Problem to solve — Please locate each line in the rows below that contains the word "pointer", and copy those lines out.

Records from a dataset —
--- Begin ---
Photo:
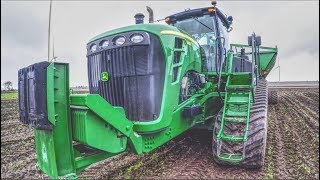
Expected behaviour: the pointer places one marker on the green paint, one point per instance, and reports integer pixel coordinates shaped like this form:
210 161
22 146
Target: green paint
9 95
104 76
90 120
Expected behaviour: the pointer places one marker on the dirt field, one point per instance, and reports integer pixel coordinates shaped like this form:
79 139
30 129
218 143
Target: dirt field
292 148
--- End ---
--- Begin ---
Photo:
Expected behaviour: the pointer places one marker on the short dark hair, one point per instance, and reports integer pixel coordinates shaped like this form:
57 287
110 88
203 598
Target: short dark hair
--- End ---
Output of the task —
Expected behaviour: the pointer places one marker on the green paint, one point per instance, and reports integer pixel coordinates shaped like this form:
Expected behaviour: the pointer places one marker on the dirt field, one point per instance, and reports integer pixel coordinates shaped like this form:
Expected behaviour: the pointer places one marker on the short dark hair, one point per instance, and reports integer pixel coordinates shaped like this form:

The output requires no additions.